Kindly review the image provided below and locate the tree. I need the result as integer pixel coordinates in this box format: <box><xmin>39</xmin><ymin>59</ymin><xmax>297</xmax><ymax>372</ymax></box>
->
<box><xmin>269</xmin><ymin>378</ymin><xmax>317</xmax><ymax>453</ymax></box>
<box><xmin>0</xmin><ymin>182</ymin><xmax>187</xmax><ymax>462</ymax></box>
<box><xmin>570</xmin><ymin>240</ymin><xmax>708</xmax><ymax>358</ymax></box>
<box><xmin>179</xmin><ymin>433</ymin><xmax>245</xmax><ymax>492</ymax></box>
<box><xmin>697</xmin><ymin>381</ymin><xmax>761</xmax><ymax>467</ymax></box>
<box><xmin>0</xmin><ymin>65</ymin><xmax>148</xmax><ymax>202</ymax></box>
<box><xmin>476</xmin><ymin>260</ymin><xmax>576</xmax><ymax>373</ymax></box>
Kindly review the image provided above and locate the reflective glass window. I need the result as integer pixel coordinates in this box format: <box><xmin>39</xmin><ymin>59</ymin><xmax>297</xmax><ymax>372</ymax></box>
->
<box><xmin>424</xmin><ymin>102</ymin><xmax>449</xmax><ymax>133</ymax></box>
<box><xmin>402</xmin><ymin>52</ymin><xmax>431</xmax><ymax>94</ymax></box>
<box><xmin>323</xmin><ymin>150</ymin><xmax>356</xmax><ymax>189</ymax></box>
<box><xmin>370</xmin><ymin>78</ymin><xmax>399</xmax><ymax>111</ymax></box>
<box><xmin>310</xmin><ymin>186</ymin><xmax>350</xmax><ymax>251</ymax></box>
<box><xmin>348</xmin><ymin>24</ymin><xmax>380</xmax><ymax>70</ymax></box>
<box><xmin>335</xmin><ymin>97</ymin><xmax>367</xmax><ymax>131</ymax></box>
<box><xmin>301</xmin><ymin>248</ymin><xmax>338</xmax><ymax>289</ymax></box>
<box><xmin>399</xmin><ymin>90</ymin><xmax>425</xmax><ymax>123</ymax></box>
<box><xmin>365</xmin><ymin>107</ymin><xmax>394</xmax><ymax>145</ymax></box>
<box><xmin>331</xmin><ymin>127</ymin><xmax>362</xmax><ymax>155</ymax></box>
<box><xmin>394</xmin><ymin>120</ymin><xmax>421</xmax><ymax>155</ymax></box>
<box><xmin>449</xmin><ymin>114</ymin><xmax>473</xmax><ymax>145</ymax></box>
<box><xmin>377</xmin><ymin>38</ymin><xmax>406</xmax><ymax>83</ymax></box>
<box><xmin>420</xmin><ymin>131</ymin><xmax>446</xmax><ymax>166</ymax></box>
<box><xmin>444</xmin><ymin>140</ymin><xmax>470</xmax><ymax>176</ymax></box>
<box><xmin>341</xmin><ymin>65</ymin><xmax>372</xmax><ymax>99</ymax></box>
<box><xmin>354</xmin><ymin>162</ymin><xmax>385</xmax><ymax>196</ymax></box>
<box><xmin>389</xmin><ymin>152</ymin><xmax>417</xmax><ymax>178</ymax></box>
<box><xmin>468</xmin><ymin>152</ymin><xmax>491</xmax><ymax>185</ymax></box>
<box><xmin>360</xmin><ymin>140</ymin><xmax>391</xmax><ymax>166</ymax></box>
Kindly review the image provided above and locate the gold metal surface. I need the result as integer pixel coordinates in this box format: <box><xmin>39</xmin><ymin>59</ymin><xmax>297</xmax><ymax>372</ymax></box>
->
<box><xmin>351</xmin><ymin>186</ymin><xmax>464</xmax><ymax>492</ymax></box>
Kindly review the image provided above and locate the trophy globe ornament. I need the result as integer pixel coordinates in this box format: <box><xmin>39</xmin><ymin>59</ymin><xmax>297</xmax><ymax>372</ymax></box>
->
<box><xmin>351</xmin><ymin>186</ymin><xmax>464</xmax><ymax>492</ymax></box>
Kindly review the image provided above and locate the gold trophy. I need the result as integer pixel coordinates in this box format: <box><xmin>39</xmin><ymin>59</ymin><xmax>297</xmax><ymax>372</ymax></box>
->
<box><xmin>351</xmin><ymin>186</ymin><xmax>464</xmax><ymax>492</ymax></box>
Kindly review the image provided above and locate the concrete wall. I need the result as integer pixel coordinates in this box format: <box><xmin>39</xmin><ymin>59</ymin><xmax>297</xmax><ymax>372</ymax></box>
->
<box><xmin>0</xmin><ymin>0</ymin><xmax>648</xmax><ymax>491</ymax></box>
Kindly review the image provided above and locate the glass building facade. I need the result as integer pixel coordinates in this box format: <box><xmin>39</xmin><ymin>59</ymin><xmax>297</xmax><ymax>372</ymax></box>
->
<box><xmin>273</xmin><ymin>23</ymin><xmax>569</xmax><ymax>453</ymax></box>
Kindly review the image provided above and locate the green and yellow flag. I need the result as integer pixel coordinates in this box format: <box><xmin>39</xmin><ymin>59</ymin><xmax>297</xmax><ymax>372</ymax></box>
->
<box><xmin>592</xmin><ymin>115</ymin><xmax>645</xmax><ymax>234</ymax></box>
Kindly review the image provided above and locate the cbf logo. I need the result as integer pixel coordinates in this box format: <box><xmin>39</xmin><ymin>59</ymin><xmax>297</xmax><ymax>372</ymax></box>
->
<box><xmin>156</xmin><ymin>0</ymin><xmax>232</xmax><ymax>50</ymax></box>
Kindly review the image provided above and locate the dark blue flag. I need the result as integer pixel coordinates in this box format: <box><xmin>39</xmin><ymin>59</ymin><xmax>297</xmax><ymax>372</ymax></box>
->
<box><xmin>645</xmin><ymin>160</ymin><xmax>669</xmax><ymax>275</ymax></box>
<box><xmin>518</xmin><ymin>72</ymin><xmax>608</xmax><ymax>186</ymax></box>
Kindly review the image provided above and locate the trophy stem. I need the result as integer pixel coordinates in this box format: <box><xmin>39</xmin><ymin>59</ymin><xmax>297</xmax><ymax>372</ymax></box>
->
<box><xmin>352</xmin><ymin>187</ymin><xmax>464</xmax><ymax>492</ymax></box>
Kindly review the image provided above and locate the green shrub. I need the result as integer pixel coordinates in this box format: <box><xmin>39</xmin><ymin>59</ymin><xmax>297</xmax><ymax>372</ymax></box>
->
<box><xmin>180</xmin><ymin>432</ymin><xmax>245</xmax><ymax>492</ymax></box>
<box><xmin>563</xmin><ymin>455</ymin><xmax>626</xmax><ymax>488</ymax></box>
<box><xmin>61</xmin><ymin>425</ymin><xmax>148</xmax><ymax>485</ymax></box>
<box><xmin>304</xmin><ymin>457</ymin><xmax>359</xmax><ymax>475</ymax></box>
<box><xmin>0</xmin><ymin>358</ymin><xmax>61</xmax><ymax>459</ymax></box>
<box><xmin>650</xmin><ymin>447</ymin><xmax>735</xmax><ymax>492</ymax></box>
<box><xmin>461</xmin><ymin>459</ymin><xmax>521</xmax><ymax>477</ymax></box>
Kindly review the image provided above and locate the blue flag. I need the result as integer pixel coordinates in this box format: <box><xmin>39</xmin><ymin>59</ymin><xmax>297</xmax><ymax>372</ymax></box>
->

————————

> [Written task]
Locate every line in the rows above that contains the string "tree" and copy each of those lines out verbatim.

> [Finished exercise]
Kindly review the image provided below and locate the tree. I need the result as integer pixel coordinates in this box format: <box><xmin>39</xmin><ymin>59</ymin><xmax>297</xmax><ymax>372</ymax></box>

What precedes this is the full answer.